▶ _Task requirements_:
(A) In the Student UX Team post, what limit did the author set on independent work outside the team meeting?
(B) Please reproduce the Student UX Team post starting with "The Student UX Team: What’s" and going on through "tracking their work.", switching "timesheets" out for "time logs".

▶ _Source text_:
[Start of section]

The Student UX Team: What’s in Store for 23/24

After reflecting on how the Student UX Team has evolved for the past two years, I decided to do both less and more this coming year:


There will be less administrative work. It comes at a cost of less flexibility for students, but I need this:

  • Rather than trying to accommodate all their schedules, I set a consistent time for a team meeting, with the understanding that I may be missing out on working with some excellent students who are not free to meet at the set time.
  • I capped the hours of independent work outside of the team meeting to two hours eliminating the need to follow up with students asking them to explain the hours they’ve submitted on timesheets and the worry that I’m not adequately tracking their work.


I’ve decided this is more than student employment. It is an Internship and expectations are higher:

  • Experiential learning + work experience + responsibility for an independent project = an Internship. My expectations for the students are higher and more specific.
  • They should expect more from me too. I’m far more organized this time around: I prioritized library projects and research needs and translated them into a syllabus that spans the academic year. It holds time for learning, training, practice, assessment, and reflection.
  • By the end, they will each have taken responsibility for planning and carrying out an independent user research project from soup to nuts, starting with articulating research questions, moving through identifying the best research method(s), carrying out research, analyzing results, and culminating in presenting their research to library leadership and other stakeholders.

What projects will we be working on?

  • Website Usability:
    • The Libraries’ Website, including the exploration of a possible new platform
    • Tripod enhancements and other discovery options
  • Qualitative research that contributes to the Libraries’ understanding of how Swarthmore students experience the libraries and in support of advocating for a major library renovation in the (near?) future:
    • A fun, photo journal study on most and least favorite study spaces on campus
    • Observational data on study space use
  • Quantitative research: Interns will contribute to crafting a student survey on the libraries to launch early in the spring semester.
  • Independent research projects: I’ve gathered a handful of departmental and college adjacent websites from which the Interns may choose as their independent research project.

I’m ready and eager to begin – let’s go!


The effects of the global pandemic have unfolded so differently from what we first thought when the College closed for an “extended spring break” last March.

I’ve just trashed a draft of a post I began back then and next updated in May without ever publishing it. Too many things changed too often to be able to capture how users were engaging with our services, much less learn how we might improve them.

Similar to many other colleges, Swarthmore students did not return to campus last spring and most have not returned this fall. Instead, a new, completely different semester has begun.

[End of section]

▶ _Dataset extract_:
[Start of section]

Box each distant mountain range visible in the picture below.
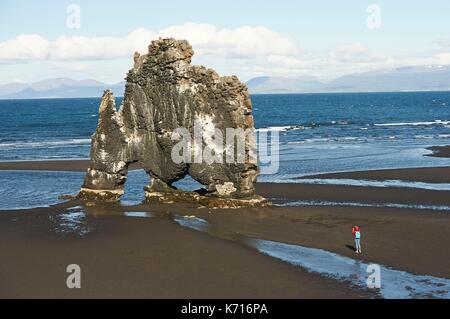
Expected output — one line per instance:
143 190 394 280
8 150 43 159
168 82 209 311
0 65 450 99
247 65 450 94
0 78 125 99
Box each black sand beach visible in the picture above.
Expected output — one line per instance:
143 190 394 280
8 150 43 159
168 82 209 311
0 161 450 298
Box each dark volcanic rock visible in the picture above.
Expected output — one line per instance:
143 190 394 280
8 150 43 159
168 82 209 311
78 39 263 206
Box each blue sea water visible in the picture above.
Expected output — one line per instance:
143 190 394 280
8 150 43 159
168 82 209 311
0 92 450 209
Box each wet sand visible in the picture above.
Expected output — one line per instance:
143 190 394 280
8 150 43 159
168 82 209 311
296 168 450 183
0 209 371 298
0 161 450 298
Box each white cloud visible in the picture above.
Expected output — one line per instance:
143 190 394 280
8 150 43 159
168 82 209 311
0 23 299 61
0 23 450 81
330 43 389 64
0 34 49 60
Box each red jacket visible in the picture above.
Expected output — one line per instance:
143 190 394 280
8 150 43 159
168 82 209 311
352 226 359 236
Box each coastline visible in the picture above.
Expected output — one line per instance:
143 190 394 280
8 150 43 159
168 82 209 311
0 161 450 298
428 145 450 158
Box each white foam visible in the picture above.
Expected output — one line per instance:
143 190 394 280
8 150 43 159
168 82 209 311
374 120 450 126
0 138 91 150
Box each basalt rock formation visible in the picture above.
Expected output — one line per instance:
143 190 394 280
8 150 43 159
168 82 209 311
78 39 265 207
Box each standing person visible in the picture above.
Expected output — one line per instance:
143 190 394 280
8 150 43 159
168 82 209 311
352 226 361 254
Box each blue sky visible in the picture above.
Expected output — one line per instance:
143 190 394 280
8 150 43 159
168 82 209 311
0 0 450 83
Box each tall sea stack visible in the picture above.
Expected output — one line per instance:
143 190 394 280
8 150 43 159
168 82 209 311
78 39 265 207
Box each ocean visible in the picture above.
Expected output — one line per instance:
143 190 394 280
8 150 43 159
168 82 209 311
0 92 450 209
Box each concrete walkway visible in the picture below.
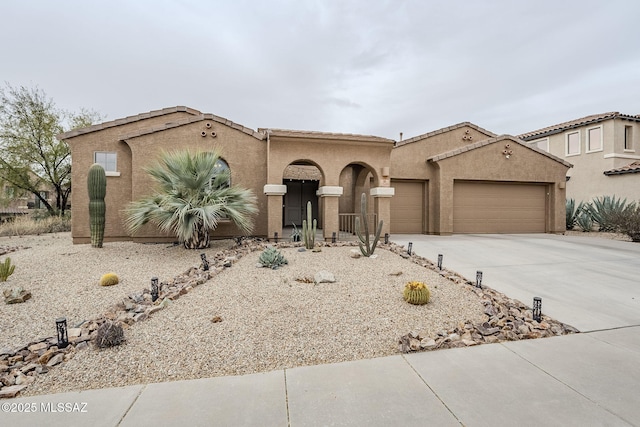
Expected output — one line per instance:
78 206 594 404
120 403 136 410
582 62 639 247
393 234 640 332
0 235 640 427
0 327 640 427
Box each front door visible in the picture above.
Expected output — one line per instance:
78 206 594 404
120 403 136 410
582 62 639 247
282 180 318 227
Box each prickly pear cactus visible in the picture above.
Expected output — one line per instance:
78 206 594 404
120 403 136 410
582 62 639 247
404 282 431 305
87 163 107 248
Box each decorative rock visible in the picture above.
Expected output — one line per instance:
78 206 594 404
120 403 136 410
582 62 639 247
420 338 436 350
2 286 31 304
0 384 27 399
47 353 64 368
29 342 48 353
313 270 336 284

[End of section]

▶ _Responses to the tasks_:
(A) Two hours.

(B)
The Student UX Team: What’s in Store for 23/24

After reflecting on how the Student UX Team has evolved for the past two years, I decided to do both less and more this coming year:


There will be less administrative work. It comes at a cost of less flexibility for students, but I need this:

  • Rather than trying to accommodate all their schedules, I set a consistent time for a team meeting, with the understanding that I may be missing out on working with some excellent students who are not free to meet at the set time.
  • I capped the hours of independent work outside of the team meeting to two hours eliminating the need to follow up with students asking them to explain the hours they’ve submitted on time logs and the worry that I’m not adequately tracking their work.